PROVIDED DATA =
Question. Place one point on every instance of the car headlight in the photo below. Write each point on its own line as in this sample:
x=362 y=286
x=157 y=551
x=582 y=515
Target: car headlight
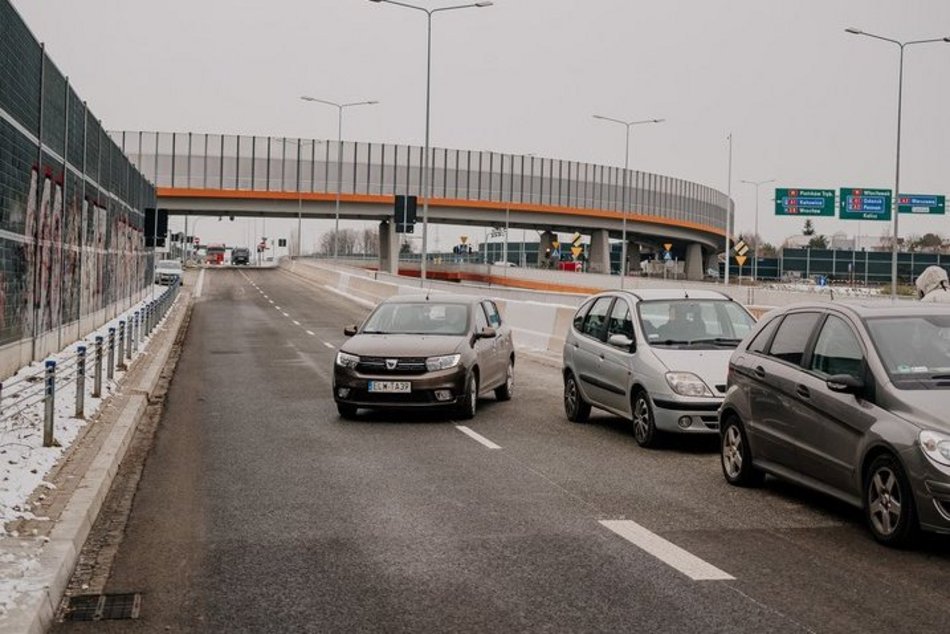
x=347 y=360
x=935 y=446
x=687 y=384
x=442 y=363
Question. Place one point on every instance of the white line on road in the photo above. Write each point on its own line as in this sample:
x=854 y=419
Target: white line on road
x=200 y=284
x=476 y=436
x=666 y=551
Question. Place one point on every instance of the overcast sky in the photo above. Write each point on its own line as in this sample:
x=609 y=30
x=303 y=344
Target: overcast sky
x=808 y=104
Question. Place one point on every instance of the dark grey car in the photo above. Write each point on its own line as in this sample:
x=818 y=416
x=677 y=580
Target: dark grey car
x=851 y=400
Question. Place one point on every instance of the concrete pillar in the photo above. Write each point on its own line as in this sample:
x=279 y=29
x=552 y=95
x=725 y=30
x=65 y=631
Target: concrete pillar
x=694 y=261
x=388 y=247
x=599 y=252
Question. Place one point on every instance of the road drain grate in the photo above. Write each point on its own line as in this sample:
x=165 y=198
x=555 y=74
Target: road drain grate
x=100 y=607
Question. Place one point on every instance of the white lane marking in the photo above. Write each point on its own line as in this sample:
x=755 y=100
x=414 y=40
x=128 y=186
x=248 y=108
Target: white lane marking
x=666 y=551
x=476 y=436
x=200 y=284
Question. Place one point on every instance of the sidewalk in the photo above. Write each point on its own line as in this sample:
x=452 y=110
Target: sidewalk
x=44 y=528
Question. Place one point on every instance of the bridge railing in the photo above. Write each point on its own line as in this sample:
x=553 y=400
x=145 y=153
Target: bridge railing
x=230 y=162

...

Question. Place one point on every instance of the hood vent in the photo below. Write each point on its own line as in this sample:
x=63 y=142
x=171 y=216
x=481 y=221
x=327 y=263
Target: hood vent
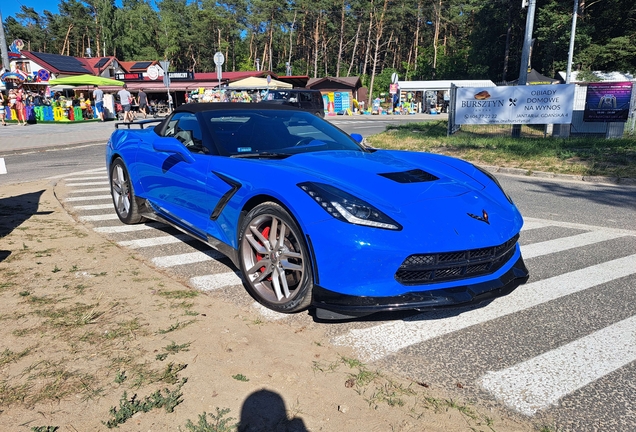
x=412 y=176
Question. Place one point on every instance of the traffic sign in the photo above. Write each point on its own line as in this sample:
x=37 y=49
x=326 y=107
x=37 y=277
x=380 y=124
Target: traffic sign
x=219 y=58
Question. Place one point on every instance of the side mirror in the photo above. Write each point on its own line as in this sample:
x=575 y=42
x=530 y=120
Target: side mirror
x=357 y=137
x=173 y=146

OBJECTIVE = Edit the listing starting with the line that contains "Question. Place one point on every instance of the car" and going on through the line that contains "x=808 y=104" by replacing "sample" with "example" and leaving everything else unchanged. Do not include the pictures in your answer.

REPLY TO THE TASK =
Question. Place one point on every instance of the car headlight in the photo below. Write each point on its own line as in this example:
x=362 y=286
x=157 y=551
x=582 y=515
Target: car headlight
x=347 y=360
x=935 y=446
x=687 y=384
x=442 y=363
Question. Place one point on every instance of the white line on road in the photo above. Write each point on its own line as in this example:
x=854 y=419
Target: white line on road
x=200 y=284
x=476 y=436
x=666 y=551
Question. Place one point on every instance of the overcast sky in the photo above. Write each point on its own line as in this example:
x=609 y=30
x=303 y=344
Target: overcast sky
x=808 y=104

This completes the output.